Top of Data for review

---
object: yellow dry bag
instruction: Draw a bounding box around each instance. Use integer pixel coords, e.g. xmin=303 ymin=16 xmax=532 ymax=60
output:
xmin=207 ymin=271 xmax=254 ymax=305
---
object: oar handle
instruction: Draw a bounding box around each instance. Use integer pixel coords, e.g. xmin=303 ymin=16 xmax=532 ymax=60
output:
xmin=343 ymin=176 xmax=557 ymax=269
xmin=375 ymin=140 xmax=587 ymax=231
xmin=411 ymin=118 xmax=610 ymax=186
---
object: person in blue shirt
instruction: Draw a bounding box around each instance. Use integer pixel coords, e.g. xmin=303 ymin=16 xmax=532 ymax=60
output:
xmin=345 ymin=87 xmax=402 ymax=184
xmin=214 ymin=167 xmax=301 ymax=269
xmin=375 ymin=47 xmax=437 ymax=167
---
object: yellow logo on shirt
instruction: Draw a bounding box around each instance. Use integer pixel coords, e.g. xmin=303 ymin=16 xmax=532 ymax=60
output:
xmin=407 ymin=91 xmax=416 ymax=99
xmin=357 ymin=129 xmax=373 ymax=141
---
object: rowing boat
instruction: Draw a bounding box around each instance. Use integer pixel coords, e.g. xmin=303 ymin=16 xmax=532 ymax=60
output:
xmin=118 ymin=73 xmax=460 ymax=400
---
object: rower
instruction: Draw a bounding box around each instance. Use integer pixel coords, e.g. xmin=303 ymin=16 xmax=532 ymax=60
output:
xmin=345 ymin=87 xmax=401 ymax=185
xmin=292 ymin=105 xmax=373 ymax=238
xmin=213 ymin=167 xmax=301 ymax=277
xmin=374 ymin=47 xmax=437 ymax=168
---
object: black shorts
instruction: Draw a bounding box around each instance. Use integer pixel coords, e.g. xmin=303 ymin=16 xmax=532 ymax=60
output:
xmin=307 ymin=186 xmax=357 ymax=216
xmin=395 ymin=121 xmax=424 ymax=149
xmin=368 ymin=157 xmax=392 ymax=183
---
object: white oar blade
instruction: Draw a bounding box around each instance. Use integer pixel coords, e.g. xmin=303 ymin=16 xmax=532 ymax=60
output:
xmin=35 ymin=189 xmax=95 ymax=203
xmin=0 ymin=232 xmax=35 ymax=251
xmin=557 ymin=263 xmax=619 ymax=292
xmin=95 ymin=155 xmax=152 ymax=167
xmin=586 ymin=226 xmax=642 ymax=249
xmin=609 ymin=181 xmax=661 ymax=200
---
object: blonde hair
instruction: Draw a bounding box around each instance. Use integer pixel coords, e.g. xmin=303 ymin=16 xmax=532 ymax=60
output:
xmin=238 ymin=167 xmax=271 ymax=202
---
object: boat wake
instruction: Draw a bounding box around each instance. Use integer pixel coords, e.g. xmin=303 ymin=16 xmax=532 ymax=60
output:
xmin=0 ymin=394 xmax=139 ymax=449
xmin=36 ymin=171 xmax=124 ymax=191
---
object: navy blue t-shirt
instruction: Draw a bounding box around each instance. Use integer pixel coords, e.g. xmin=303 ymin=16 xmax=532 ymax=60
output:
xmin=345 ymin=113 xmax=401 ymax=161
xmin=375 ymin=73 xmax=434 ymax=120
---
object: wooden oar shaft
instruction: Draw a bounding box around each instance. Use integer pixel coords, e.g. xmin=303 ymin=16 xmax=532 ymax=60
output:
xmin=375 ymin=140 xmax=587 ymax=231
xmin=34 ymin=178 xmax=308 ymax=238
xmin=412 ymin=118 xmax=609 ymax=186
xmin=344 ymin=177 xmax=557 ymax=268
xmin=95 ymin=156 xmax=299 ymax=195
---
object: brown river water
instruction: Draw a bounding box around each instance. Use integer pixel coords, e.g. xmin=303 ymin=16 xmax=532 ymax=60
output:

Bottom of Data for review

(Task to complete) Repeat the listing above in full, exactly as given.

(Worked solution)
---
object: yellow dry bag
instruction: Draw a bounding box around each instance. Use integer pixel coords, e.g. xmin=303 ymin=16 xmax=532 ymax=60
output:
xmin=207 ymin=271 xmax=254 ymax=305
---
object: oar handle
instruction: Draw a bounding box around each instance. Use integer pixel coords, e.g. xmin=303 ymin=16 xmax=532 ymax=60
output:
xmin=343 ymin=176 xmax=557 ymax=269
xmin=375 ymin=140 xmax=587 ymax=231
xmin=411 ymin=118 xmax=610 ymax=186
---
object: person in blue shirt
instruction: Draw a bounding box around each instance. Use integer pixel coords, e.g. xmin=303 ymin=16 xmax=532 ymax=60
output:
xmin=345 ymin=87 xmax=402 ymax=184
xmin=214 ymin=167 xmax=301 ymax=269
xmin=375 ymin=47 xmax=437 ymax=167
---
object: yellow logo on shirt
instruction: Draw a bounding box around each instance. Use integer pixel coords, e.g. xmin=303 ymin=16 xmax=532 ymax=60
output:
xmin=407 ymin=91 xmax=416 ymax=99
xmin=357 ymin=129 xmax=373 ymax=141
---
object: rowing boat
instruction: Draw a bounding box around each instance. Use integer pixel coords, e.g. xmin=303 ymin=16 xmax=532 ymax=60
output:
xmin=118 ymin=73 xmax=460 ymax=400
---
object: rower
instruction: Draw a bounding box around each instance. Use integer pixel coords, e.g. xmin=303 ymin=16 xmax=532 ymax=60
output:
xmin=345 ymin=87 xmax=401 ymax=185
xmin=292 ymin=105 xmax=373 ymax=238
xmin=213 ymin=167 xmax=301 ymax=277
xmin=374 ymin=47 xmax=437 ymax=168
---
object: black shorts
instruction: Draw a bounding box around each instance. Use integer pixel coords, e.g. xmin=303 ymin=16 xmax=532 ymax=60
output:
xmin=307 ymin=186 xmax=357 ymax=216
xmin=395 ymin=121 xmax=424 ymax=149
xmin=368 ymin=157 xmax=392 ymax=183
---
object: white oar blade
instruction: Draw a bounding box around each instance. Use integer pixel coords, e.g. xmin=303 ymin=16 xmax=532 ymax=60
output:
xmin=35 ymin=189 xmax=95 ymax=203
xmin=0 ymin=232 xmax=35 ymax=251
xmin=557 ymin=263 xmax=619 ymax=292
xmin=95 ymin=155 xmax=152 ymax=167
xmin=586 ymin=226 xmax=642 ymax=249
xmin=609 ymin=181 xmax=661 ymax=200
---
object: blonde hair
instruction: Draw a bounding box around each instance. Use integer pixel coords, e.g. xmin=303 ymin=16 xmax=532 ymax=60
output:
xmin=238 ymin=167 xmax=271 ymax=202
---
object: boat wake
instruction: Draw a bounding box around each instance. Use integer pixel coords, e.g. xmin=303 ymin=16 xmax=532 ymax=60
output:
xmin=0 ymin=394 xmax=139 ymax=449
xmin=36 ymin=171 xmax=124 ymax=191
---
object: navy blue t-shirt
instruction: Draw a bounding box around each instance. Use integer pixel coords, e.g. xmin=303 ymin=16 xmax=532 ymax=60
output:
xmin=345 ymin=113 xmax=401 ymax=161
xmin=375 ymin=73 xmax=434 ymax=120
---
object: wooden oar shaft
instruction: Draw a bounding box around each instance. Use integer pixel coords, e.g. xmin=303 ymin=16 xmax=532 ymax=60
output:
xmin=375 ymin=140 xmax=587 ymax=231
xmin=34 ymin=178 xmax=308 ymax=238
xmin=412 ymin=118 xmax=609 ymax=186
xmin=344 ymin=177 xmax=557 ymax=268
xmin=95 ymin=156 xmax=299 ymax=195
---
object: brown river water
instruction: Draw a bounding box around each instance. Use integer pixel coords, e.g. xmin=303 ymin=16 xmax=532 ymax=60
output:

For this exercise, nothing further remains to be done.